(Source data)
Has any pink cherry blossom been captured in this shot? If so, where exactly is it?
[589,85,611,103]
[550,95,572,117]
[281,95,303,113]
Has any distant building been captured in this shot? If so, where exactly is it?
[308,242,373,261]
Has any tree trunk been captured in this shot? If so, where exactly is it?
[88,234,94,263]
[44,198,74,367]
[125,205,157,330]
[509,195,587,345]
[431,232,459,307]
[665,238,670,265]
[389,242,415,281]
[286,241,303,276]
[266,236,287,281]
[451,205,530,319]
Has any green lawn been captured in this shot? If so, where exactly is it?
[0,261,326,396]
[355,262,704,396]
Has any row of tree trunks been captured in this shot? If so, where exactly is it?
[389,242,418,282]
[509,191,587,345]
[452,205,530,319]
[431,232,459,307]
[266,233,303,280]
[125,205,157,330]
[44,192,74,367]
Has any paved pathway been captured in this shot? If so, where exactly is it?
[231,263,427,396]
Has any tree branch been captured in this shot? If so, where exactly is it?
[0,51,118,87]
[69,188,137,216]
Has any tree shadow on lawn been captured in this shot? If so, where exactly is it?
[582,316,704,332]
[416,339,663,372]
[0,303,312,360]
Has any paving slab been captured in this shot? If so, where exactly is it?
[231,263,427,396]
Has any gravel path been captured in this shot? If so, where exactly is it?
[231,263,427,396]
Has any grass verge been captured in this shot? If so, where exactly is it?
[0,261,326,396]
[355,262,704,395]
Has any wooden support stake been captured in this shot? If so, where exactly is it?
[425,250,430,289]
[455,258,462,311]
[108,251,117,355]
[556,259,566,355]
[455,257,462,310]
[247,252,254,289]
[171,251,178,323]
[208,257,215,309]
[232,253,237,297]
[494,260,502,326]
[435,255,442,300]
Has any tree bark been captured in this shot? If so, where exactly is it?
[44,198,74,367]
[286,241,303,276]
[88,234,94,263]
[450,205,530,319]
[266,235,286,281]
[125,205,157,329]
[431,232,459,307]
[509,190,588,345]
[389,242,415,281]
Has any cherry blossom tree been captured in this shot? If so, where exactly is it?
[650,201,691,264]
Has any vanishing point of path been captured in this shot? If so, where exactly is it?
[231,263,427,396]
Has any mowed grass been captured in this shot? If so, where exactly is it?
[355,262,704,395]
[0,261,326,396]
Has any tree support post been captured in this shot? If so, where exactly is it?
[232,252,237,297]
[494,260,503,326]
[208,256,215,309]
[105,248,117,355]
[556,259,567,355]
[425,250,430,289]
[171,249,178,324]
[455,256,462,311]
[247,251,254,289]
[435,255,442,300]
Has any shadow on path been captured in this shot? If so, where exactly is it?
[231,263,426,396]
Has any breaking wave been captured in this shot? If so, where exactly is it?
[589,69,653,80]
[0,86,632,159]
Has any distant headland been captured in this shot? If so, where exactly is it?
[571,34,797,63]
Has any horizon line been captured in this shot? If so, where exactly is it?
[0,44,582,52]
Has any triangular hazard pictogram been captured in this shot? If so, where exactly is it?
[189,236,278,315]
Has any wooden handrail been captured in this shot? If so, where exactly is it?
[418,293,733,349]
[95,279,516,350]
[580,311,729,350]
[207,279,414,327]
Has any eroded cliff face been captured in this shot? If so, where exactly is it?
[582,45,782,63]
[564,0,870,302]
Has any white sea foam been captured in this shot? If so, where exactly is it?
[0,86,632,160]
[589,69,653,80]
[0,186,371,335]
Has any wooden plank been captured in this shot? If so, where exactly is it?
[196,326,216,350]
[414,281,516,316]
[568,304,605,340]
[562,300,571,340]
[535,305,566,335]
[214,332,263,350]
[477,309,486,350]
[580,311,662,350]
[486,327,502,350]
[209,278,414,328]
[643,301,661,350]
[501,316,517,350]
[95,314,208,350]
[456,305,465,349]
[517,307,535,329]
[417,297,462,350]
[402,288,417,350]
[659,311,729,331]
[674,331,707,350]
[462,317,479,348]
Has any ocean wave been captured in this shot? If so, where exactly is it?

## DO THIS
Can you put every line of the records above into a numbered list, skipping any blank lines?

## EXPECTED ANSWER
1. Has any pink cherry blossom been captured in this shot? If so, where exactly is it?
2. [589,85,611,103]
3. [550,95,572,117]
4. [281,95,303,113]
5. Has any distant building been captured in this shot? If so, where exactly is it?
6. [308,242,373,261]
7. Has any tree trunk been captured in this shot? If so, where exactly is it?
8. [88,234,94,263]
9. [44,198,74,367]
10. [125,205,157,330]
11. [509,195,587,345]
12. [431,232,459,307]
13. [665,238,670,265]
14. [389,242,415,281]
15. [286,241,303,276]
16. [266,236,287,281]
17. [451,205,530,319]
18. Has any green lawn been captured in this shot? If so, where exactly is it?
19. [0,261,326,396]
20. [355,262,704,396]
21. Has any row of tree trunks been captured in this shot? If so, where exactly is it?
22. [389,242,418,282]
23. [509,191,587,345]
24. [452,205,530,319]
25. [431,232,459,307]
26. [266,233,303,280]
27. [125,205,157,330]
28. [44,192,74,367]
29. Has any paved pathway been captured in this shot? If so, where exactly is it?
30. [231,263,427,396]
31. Has any tree branch been captured in this shot? If so, where exactly is it?
32. [0,51,118,87]
33. [69,188,137,216]
34. Has any tree shadow on lawn been captured in this shot? If so, where exactly is it?
35. [582,316,704,332]
36. [416,339,663,372]
37. [0,303,312,360]
38. Has any paving slab been captured in this shot? If so, where exactly is it?
39. [231,263,427,396]
40. Has any gravel path been captured in this shot? If so, where exactly is it?
41. [231,263,427,396]
42. Has any grass verge been captured in this shot? If so, where exactly is it?
43. [0,261,326,396]
44. [355,262,704,395]
45. Has any wooden support stake been captured in this shot? If so, where exactly is it?
46. [425,250,430,289]
47. [455,258,462,311]
48. [108,251,117,355]
49. [556,259,566,355]
50. [455,257,462,310]
51. [247,252,254,289]
52. [171,251,178,323]
53. [208,257,215,309]
54. [232,253,237,297]
55. [494,260,502,326]
56. [435,255,442,300]
57. Has any tree bark been captured in this shot? If so, where exactly is it?
58. [44,198,74,367]
59. [286,241,303,276]
60. [88,234,94,263]
61. [450,205,530,319]
62. [266,235,286,281]
63. [125,205,157,329]
64. [431,232,459,307]
65. [509,190,588,345]
66. [389,242,415,281]
67. Has any cherry blossom tree been captured in this shot? If so, where exactly is it?
68. [650,201,691,264]
69. Has any vanishing point of path been captured in this shot? If so, where exactly is it?
70. [231,263,427,396]
71. Has any mowed grass been captured in this shot? If so, where exactly is it?
72. [355,262,704,395]
73. [0,261,326,396]
74. Has any tree support post been captured in this shot? If so, where exactly is it?
75. [232,252,237,297]
76. [494,260,503,326]
77. [208,256,215,309]
78. [105,248,117,355]
79. [556,259,567,355]
80. [425,250,430,289]
81. [171,249,178,324]
82. [455,256,462,311]
83. [247,251,254,289]
84. [435,255,442,300]
85. Has any shadow on path been captured in this shot? If so, where exactly is it?
86. [231,263,426,396]
87. Has any breaking wave been captured in this shot? If so, where exactly is it?
88. [589,69,653,80]
89. [0,86,632,159]
90. Has any distant headland been captured in this shot? If so, where exactly is it?
91. [571,34,797,63]
92. Has any horizon line been captured in this shot? If so, where exactly is it?
93. [0,44,582,52]
94. Has any triangular hazard pictogram been captured in this shot? If so, where exactly is it?
95. [189,236,278,315]
96. Has any wooden handrail been captured in this shot? If so, where exactly is it?
97. [418,293,733,349]
98. [95,279,516,350]
99. [580,311,729,350]
100. [207,279,414,327]
101. Has any eroded cliff face been captured in this shot? If so, where exactly is it?
102. [582,45,782,63]
103. [564,0,870,302]
104. Has any white sea foam been captured in this shot? If so, where exactly is it?
105. [0,86,632,160]
106. [589,69,653,80]
107. [0,186,371,335]
108. Has any wooden plank been captured in this shot? If so, where exactly is it?
109. [196,326,216,350]
110. [414,281,516,316]
111. [568,304,605,340]
112. [562,300,571,340]
113. [535,305,566,335]
114. [214,332,263,350]
115. [477,309,486,350]
116. [580,311,662,350]
117. [486,327,502,350]
118. [209,278,414,328]
119. [643,301,661,350]
120. [501,316,517,350]
121. [95,314,208,350]
122. [456,305,465,349]
123. [517,307,535,329]
124. [417,297,462,350]
125. [402,288,417,350]
126. [659,311,729,331]
127. [674,331,707,350]
128. [462,317,479,348]
129. Has any ocean wave been captured in this shot? If so, where exactly is it?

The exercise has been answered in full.